Update everything in the woodblock print description from "A moaning monologue" down to "publisher Matsuki Heikichi (1870-1931).", changing "monologue" to "soliloquy".

• [Extracted text]:

◇ ◇ ◇ ◇

Japanese Color Woodblock Print

Making Chinese Soldiers Shiver

from the series Long Live Japan:

One Hundred Victories, One Hundred Laughs

by Kobayashi Kiyochika, 1895

A moaning monologue in the Chinese kyogen from the series Long Live Japan: One Hundred Victories, One Hundred Laughs

IHL Cat. #533

About This Print

This print is one of fifty prints from the first part of the three part series One Hundred Victories, One Hundred Laughs. (Hyakusen hyakushô) created by the artist Kobayashi Kiyochika (1847-1915), the writer Nishimori Takeki (1861-1923), alias Koppi Dōjin, and the publisher Matsuki Heikichi (1870-1931).

In this print Chinese soldiers are shivering before a snowman with the head of a Japanese general.  The inscription explains that the generals of the Japanese army, Aritomo Yamagata 山縣有朋 and Ōyama Iwao 大山巌 both have the character "mountain" (yama 山) in their names and are therefore so immovable, impressive and insanely strong that the weak soldiers of the Qing dynasty tremble with fear.  There is some wordplay going in in the inscription having to do with the same Japanese characters making up the expressions "making someone cold" and "mocking someone."

About The Series One Hundred Victories, One Hundred Laughs

This series One Hundred Victories, One Hundred Laughs was issued in three parts and presented parodies of the enemy, the Chinese in the Sino-Japanese War of 1894-1895 and ten years later the Russians in the Russo-Japanese War of 1904-1905. The first part of the series titled Long Live Japan: One Hundred Victories, One Hundred Laughs, consisting of fifty prints, was issued between September 1894 and August 1895.  The second part of the series titled Magic Lantern Society: One Hundred Victories, One Hundred Laughs, consisting of twelve prints, was issued between November 1895 and December 1896.  Both of these parts parodied (often in a racist manner) the Chinese people, leadership and war effort. The third and last part of the series, consisting of eight-six prints, used the same title as the first part Long Live Japan: One Hundred Victories, One Hundred Laughs.  Issued between April 1904 and April 1905, the prints parodied the Russian war effort. For more information about the series see the article One Hundred Victories, One Hundred Laughs on this site.

Inscription - English Translation

Source: University of Vienna website http://ukiyoe.univie.ac.at/detail.asp?docid=934&lang=e&first=1

Soldiers of the Qing Dynasty are being mocked [by] Koppi Dōjin

The Chinese baldies are extremely weak people, even Japanese babies sing about them being scared. The baldies are doubtlessly cowards. One day, five or six of these cowards were able to just barely remove themselves from the war zone to a safe place and because of their fear and the cold they shivered and quivered.

◇ ◇ ◇ ◇

• [Provided material]:
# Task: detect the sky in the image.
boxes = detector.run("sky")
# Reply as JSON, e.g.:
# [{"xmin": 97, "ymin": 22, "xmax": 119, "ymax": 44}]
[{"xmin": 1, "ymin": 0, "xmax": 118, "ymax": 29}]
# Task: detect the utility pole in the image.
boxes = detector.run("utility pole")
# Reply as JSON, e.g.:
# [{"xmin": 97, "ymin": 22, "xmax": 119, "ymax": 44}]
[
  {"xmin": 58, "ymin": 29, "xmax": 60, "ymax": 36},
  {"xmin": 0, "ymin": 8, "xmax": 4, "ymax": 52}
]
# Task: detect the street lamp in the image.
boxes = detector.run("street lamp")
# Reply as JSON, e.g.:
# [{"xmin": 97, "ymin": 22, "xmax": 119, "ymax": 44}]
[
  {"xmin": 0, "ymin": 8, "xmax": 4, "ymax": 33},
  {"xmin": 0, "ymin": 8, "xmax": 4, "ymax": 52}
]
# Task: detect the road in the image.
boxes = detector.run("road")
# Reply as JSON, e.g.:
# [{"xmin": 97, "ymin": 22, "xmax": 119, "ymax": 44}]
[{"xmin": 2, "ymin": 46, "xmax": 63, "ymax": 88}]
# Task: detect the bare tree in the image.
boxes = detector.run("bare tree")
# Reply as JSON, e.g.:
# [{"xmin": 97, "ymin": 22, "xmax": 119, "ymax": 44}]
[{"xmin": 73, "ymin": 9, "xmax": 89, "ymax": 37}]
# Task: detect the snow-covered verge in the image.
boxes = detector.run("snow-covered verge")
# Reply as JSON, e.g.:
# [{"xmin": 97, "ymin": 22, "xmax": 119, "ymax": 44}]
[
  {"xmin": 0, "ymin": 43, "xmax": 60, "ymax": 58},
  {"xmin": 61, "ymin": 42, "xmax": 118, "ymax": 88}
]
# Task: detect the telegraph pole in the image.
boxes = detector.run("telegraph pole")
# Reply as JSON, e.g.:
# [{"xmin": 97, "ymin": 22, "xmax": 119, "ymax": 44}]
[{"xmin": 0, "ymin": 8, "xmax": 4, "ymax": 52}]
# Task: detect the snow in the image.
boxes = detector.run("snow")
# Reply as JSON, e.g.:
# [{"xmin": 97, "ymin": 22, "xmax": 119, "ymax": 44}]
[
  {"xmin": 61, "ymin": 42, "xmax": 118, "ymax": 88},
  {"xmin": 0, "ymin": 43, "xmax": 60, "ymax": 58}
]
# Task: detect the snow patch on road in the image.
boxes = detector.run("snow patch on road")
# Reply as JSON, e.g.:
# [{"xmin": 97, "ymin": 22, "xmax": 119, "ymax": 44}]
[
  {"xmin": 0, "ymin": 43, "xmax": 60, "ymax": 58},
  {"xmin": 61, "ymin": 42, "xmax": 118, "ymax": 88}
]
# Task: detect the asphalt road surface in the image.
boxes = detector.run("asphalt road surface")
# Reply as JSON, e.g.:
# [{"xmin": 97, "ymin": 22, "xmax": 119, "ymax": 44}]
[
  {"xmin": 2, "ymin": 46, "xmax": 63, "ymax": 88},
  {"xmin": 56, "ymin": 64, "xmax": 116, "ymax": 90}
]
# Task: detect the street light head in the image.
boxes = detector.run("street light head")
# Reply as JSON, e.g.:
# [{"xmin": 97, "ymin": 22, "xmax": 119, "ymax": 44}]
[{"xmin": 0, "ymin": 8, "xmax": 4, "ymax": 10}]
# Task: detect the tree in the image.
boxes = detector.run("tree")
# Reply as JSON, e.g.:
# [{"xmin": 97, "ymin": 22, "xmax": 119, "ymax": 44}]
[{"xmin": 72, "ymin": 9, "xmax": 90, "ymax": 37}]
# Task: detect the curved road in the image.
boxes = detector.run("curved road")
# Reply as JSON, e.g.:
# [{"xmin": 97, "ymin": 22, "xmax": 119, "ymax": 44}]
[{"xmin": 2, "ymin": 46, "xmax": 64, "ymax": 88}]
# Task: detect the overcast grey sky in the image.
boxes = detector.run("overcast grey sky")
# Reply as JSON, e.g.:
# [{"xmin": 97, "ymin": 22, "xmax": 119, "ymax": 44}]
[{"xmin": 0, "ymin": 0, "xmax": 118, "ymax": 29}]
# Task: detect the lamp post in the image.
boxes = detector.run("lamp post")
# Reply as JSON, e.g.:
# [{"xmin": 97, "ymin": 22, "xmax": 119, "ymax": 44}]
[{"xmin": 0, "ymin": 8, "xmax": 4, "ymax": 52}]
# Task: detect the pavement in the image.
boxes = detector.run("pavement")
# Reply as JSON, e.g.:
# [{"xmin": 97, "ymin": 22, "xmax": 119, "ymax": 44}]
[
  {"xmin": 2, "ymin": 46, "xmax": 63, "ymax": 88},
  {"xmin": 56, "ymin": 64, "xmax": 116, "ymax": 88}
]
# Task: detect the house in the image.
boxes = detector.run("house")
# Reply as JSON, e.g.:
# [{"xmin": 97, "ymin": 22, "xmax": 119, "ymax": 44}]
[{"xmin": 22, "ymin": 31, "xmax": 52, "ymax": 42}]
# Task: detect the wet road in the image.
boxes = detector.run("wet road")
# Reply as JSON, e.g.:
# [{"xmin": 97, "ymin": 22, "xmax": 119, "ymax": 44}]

◇ ◇ ◇ ◇

• [Written solution]:
A moaning soliloquy in the Chinese kyogen from the series Long Live Japan: One Hundred Victories, One Hundred Laughs

IHL Cat. #533

About This Print

This print is one of fifty prints from the first part of the three part series One Hundred Victories, One Hundred Laughs. (Hyakusen hyakushô) created by the artist Kobayashi Kiyochika (1847-1915), the writer Nishimori Takeki (1861-1923), alias Koppi Dōjin, and the publisher Matsuki Heikichi (1870-1931).